## WHAT THE EXERCISE ASKS
Output exactly the span of lines beginning with the one that holds "Locate the porch railing" and ending with the last line of the data below.
Segment Start: DATA FOR THIS TASK
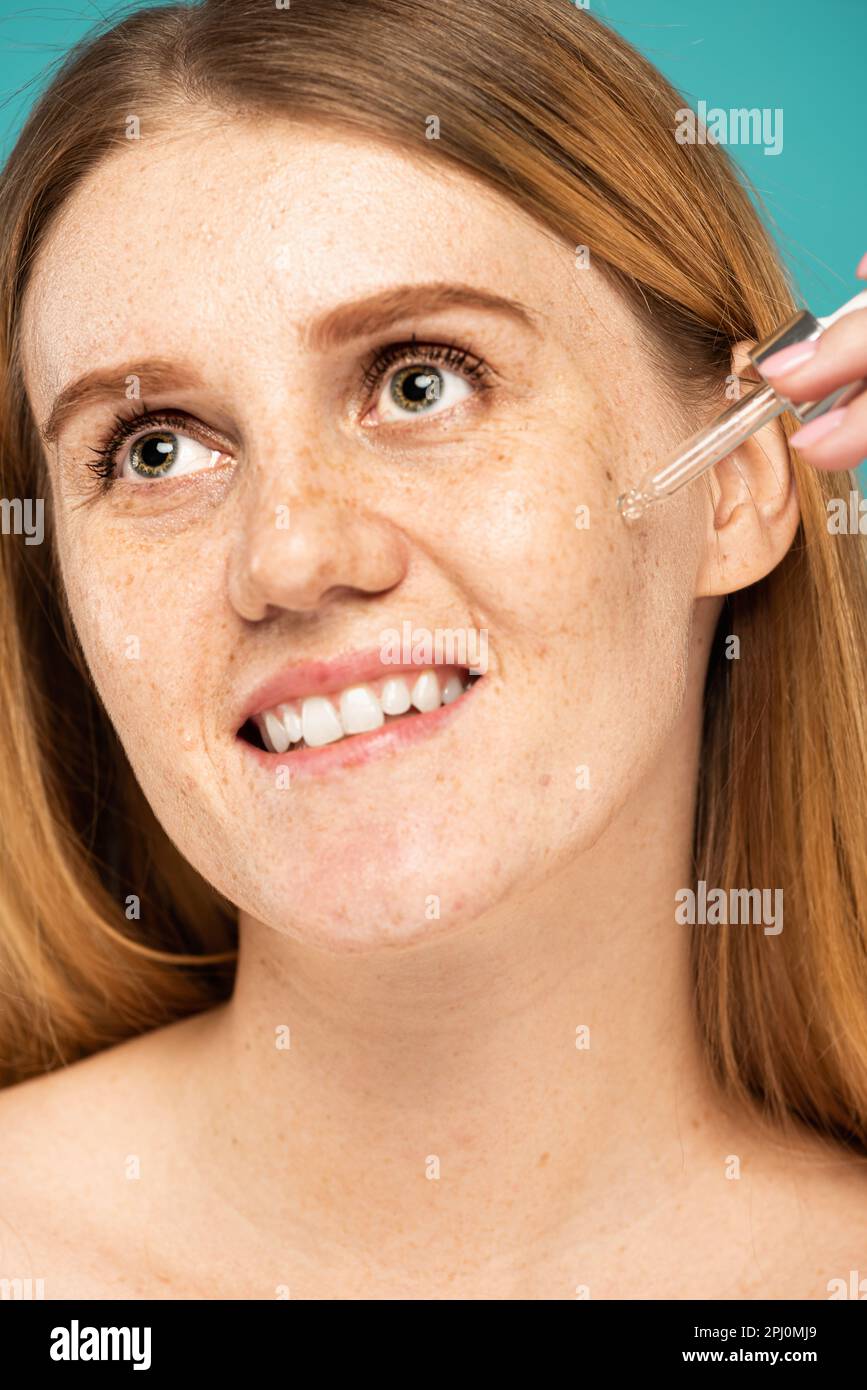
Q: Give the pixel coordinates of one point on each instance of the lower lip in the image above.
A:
(363, 748)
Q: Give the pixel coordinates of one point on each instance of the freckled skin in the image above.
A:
(474, 530)
(413, 1036)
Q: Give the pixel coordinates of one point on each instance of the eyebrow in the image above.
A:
(331, 330)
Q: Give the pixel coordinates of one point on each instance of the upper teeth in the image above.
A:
(323, 719)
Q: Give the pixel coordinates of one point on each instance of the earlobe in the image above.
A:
(752, 509)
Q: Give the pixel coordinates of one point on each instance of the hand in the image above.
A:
(809, 371)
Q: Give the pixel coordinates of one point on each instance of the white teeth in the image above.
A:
(320, 722)
(425, 692)
(292, 720)
(277, 733)
(360, 710)
(356, 710)
(395, 698)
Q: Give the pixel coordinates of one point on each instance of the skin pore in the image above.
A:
(231, 252)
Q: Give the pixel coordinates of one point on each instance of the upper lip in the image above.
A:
(323, 679)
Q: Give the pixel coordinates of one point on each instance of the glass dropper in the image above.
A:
(755, 409)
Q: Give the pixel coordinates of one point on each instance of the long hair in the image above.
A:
(545, 104)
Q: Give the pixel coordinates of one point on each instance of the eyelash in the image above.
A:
(396, 355)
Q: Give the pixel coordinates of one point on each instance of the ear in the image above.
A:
(752, 505)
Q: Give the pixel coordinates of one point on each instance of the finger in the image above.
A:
(809, 371)
(837, 439)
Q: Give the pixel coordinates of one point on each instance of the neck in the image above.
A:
(542, 1050)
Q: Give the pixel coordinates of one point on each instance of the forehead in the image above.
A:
(234, 234)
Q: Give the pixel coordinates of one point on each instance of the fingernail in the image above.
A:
(788, 357)
(817, 428)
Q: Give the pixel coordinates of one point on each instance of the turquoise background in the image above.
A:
(807, 59)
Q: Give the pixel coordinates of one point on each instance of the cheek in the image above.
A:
(136, 613)
(589, 622)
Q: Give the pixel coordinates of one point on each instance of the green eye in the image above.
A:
(414, 388)
(153, 455)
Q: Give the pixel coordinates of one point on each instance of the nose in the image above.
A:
(303, 555)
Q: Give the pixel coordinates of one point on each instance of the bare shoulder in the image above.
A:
(72, 1144)
(807, 1219)
(77, 1108)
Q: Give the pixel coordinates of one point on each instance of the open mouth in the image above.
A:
(342, 716)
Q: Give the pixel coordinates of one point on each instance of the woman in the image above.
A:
(325, 325)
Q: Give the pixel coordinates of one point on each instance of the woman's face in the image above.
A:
(309, 496)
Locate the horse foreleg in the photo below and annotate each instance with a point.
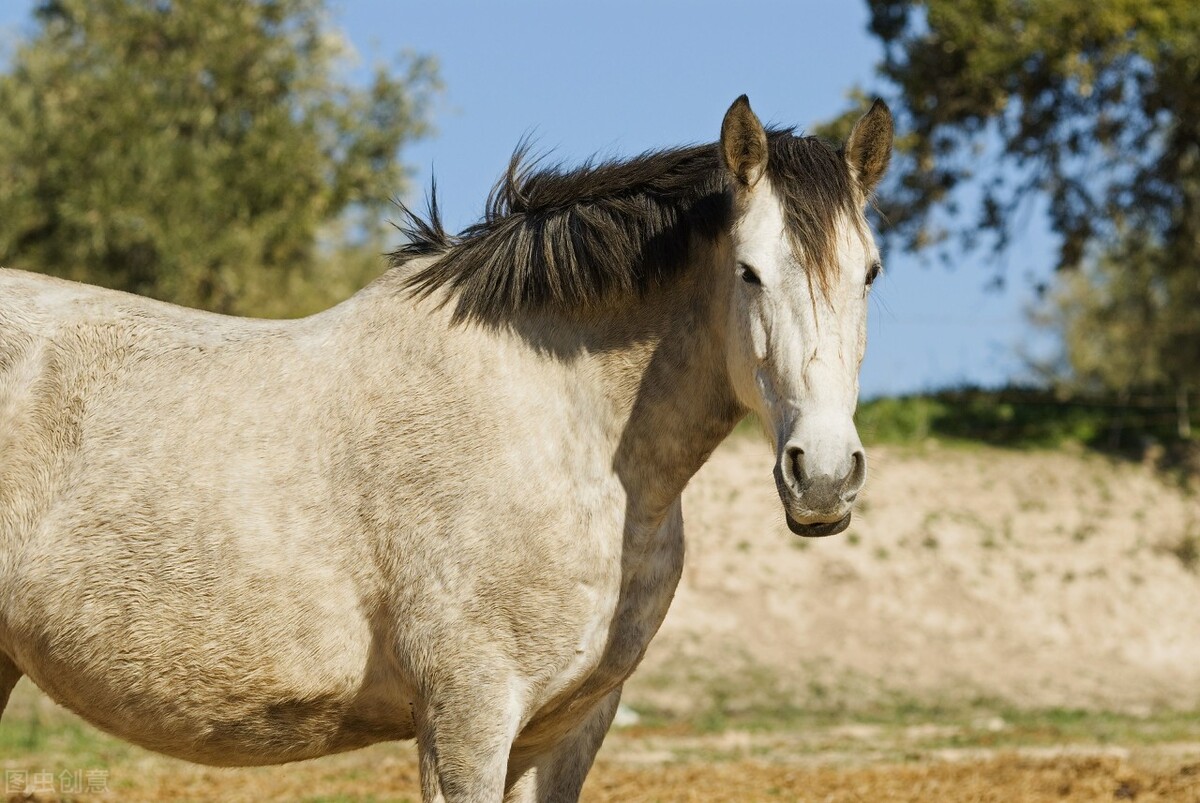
(9, 677)
(463, 738)
(557, 777)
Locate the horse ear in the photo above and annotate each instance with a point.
(869, 148)
(743, 143)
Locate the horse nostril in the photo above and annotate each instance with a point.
(853, 481)
(793, 461)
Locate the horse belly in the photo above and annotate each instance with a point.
(215, 664)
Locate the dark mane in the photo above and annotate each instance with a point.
(574, 239)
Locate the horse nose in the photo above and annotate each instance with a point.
(821, 489)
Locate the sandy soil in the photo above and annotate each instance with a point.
(1030, 580)
(1038, 579)
(389, 773)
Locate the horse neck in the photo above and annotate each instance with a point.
(671, 393)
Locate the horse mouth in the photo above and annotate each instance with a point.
(820, 528)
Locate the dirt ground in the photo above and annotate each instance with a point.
(389, 773)
(1039, 577)
(889, 663)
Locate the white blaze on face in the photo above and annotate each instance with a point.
(795, 355)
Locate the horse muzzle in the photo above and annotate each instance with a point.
(817, 503)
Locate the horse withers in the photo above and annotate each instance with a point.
(448, 508)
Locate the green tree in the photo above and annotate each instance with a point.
(1090, 105)
(205, 153)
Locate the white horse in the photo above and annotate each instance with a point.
(448, 508)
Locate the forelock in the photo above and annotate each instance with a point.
(819, 197)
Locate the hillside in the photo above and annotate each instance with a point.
(1026, 579)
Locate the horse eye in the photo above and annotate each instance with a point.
(873, 273)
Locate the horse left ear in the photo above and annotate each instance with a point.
(869, 148)
(743, 143)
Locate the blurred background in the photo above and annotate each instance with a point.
(1024, 573)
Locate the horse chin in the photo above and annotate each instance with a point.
(820, 528)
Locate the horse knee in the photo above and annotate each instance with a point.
(9, 677)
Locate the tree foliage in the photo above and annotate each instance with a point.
(1091, 105)
(207, 153)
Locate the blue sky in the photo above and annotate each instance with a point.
(618, 78)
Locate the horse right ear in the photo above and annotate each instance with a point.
(743, 143)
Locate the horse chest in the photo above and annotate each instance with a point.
(613, 642)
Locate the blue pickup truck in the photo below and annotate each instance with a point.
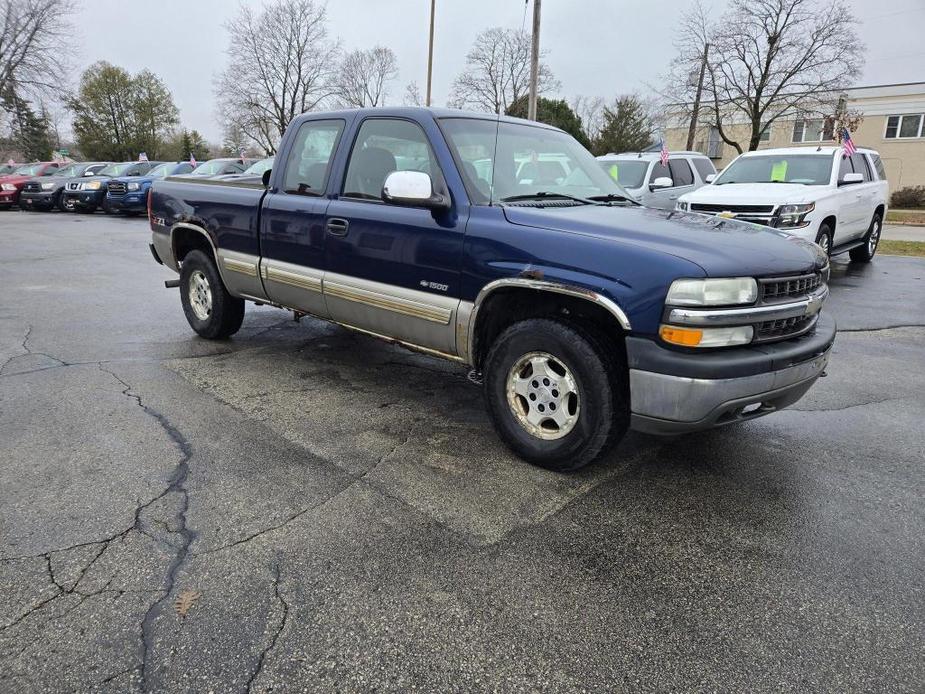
(582, 313)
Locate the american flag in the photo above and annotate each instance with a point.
(847, 143)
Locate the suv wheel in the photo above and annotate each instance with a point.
(556, 396)
(865, 253)
(824, 239)
(210, 310)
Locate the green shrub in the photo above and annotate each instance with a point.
(910, 196)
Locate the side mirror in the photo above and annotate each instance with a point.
(413, 189)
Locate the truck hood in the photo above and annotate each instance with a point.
(722, 247)
(753, 194)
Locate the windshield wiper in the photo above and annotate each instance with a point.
(541, 195)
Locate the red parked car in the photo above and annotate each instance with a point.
(11, 184)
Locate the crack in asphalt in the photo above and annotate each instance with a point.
(276, 634)
(176, 485)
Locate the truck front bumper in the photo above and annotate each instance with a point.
(673, 392)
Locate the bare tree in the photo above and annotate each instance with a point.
(412, 95)
(280, 65)
(497, 72)
(767, 59)
(34, 39)
(364, 76)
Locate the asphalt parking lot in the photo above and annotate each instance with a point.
(306, 509)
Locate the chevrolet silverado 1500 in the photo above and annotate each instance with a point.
(583, 313)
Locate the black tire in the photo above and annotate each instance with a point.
(865, 253)
(225, 313)
(825, 239)
(602, 408)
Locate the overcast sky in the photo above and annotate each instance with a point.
(595, 47)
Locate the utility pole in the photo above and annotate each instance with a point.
(534, 61)
(430, 51)
(703, 69)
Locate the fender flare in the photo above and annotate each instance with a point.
(542, 286)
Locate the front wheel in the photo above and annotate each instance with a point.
(865, 253)
(557, 397)
(210, 309)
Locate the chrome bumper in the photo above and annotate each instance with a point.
(665, 404)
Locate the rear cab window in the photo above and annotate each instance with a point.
(310, 158)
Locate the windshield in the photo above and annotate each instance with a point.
(115, 169)
(210, 168)
(70, 171)
(501, 161)
(257, 168)
(29, 170)
(161, 170)
(629, 173)
(808, 169)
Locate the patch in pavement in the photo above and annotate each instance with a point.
(412, 426)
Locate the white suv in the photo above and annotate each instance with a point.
(650, 183)
(816, 193)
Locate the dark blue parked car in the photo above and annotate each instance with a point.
(129, 194)
(583, 313)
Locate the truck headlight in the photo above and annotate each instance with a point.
(713, 292)
(706, 337)
(794, 216)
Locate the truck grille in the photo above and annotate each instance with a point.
(775, 289)
(756, 214)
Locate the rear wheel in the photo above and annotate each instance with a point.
(210, 310)
(556, 396)
(824, 239)
(865, 253)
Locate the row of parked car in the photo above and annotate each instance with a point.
(114, 187)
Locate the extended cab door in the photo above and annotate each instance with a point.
(392, 270)
(293, 216)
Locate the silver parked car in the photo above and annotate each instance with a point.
(652, 184)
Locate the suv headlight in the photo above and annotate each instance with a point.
(713, 292)
(794, 216)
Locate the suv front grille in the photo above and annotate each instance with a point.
(775, 289)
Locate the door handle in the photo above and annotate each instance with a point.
(337, 226)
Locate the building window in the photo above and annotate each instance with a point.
(909, 125)
(814, 130)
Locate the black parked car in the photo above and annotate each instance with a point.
(87, 194)
(47, 192)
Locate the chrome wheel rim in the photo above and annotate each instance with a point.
(200, 294)
(543, 395)
(874, 237)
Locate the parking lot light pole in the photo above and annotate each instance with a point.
(430, 51)
(534, 61)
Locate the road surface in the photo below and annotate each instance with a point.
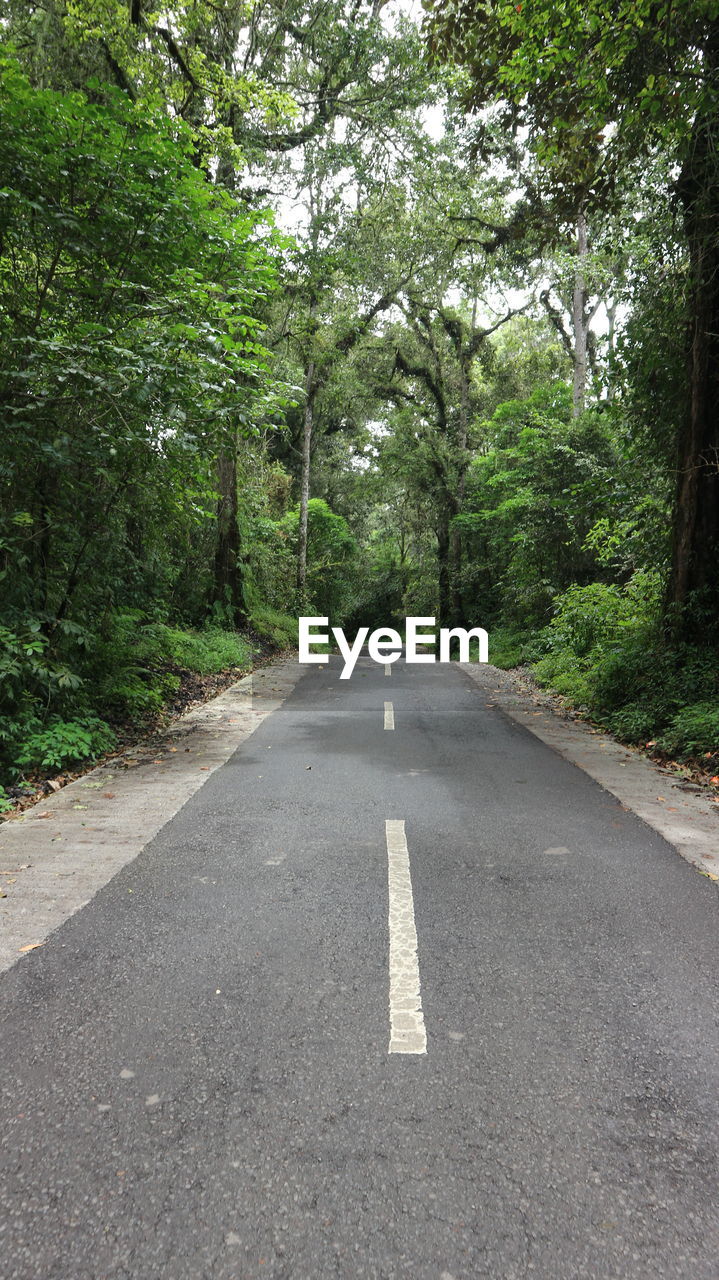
(397, 993)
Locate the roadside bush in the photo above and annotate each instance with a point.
(279, 629)
(65, 743)
(692, 731)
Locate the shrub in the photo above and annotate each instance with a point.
(65, 743)
(279, 629)
(692, 730)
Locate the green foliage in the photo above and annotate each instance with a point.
(330, 558)
(65, 744)
(692, 730)
(279, 629)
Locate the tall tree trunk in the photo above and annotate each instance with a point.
(580, 318)
(457, 612)
(228, 577)
(444, 576)
(310, 391)
(695, 558)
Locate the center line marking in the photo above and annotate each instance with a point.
(406, 1018)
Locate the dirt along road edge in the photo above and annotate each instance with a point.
(59, 853)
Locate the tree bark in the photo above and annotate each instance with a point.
(580, 318)
(444, 574)
(310, 391)
(228, 586)
(694, 584)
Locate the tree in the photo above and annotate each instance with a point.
(600, 87)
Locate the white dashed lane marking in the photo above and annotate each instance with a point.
(406, 1018)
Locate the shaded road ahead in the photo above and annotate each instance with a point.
(195, 1069)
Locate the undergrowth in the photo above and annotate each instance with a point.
(67, 696)
(605, 653)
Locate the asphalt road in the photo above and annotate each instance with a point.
(195, 1069)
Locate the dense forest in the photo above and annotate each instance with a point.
(351, 309)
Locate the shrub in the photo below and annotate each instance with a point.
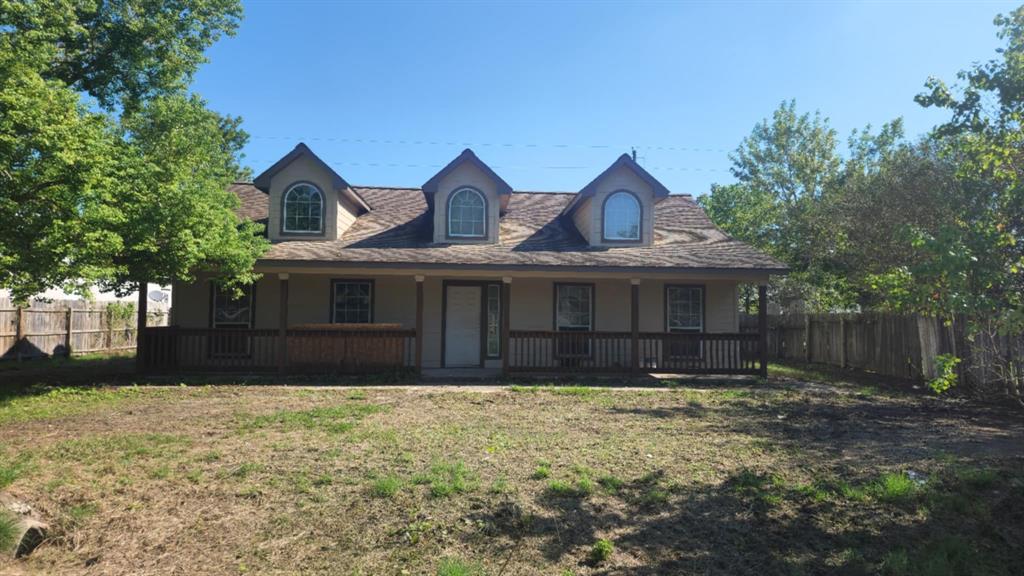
(385, 487)
(945, 369)
(8, 530)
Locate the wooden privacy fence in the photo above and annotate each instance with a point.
(536, 351)
(901, 345)
(66, 328)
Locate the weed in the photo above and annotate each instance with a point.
(80, 512)
(446, 479)
(894, 488)
(334, 419)
(542, 471)
(8, 530)
(244, 469)
(11, 469)
(160, 472)
(601, 550)
(385, 486)
(457, 567)
(610, 484)
(500, 486)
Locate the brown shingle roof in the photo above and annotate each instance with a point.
(397, 231)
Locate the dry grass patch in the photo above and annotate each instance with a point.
(550, 480)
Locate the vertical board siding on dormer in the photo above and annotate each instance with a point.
(466, 175)
(337, 215)
(592, 210)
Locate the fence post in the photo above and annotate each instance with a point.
(807, 338)
(635, 325)
(69, 323)
(419, 323)
(110, 328)
(140, 322)
(842, 341)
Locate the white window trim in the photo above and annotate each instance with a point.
(483, 202)
(604, 216)
(334, 299)
(668, 310)
(284, 210)
(248, 294)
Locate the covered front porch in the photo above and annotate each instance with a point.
(365, 321)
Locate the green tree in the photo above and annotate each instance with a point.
(109, 172)
(783, 167)
(974, 264)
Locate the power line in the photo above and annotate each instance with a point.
(495, 166)
(427, 141)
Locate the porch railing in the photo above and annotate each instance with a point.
(612, 352)
(201, 350)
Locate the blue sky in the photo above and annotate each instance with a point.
(550, 93)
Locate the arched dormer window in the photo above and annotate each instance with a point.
(303, 210)
(467, 213)
(622, 216)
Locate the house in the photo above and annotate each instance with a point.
(467, 273)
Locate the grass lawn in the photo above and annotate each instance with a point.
(793, 477)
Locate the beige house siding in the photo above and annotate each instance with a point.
(466, 174)
(589, 215)
(338, 213)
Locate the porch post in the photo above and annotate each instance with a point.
Segment End: DATA FOR THIS TASK
## EXERCISE OUTPUT
Locate the porch railing in the photo above and annotate each instance with a point.
(612, 352)
(201, 350)
Locate the blue sky in the photo above and annotate each instance with a point.
(550, 93)
Locate the arched dormer window in the photo above and annotate each instance with a point.
(303, 210)
(467, 213)
(622, 216)
Locate the house in the photo above and annotate each instance with a point.
(467, 273)
Locate the grass lawn in the photo above and annotate each instance with a point.
(793, 477)
Locate the beige house siding in the photo above and annotate each instance with a point.
(466, 174)
(589, 215)
(338, 213)
Locate the porch post in the photo above and annotate each instance with a point.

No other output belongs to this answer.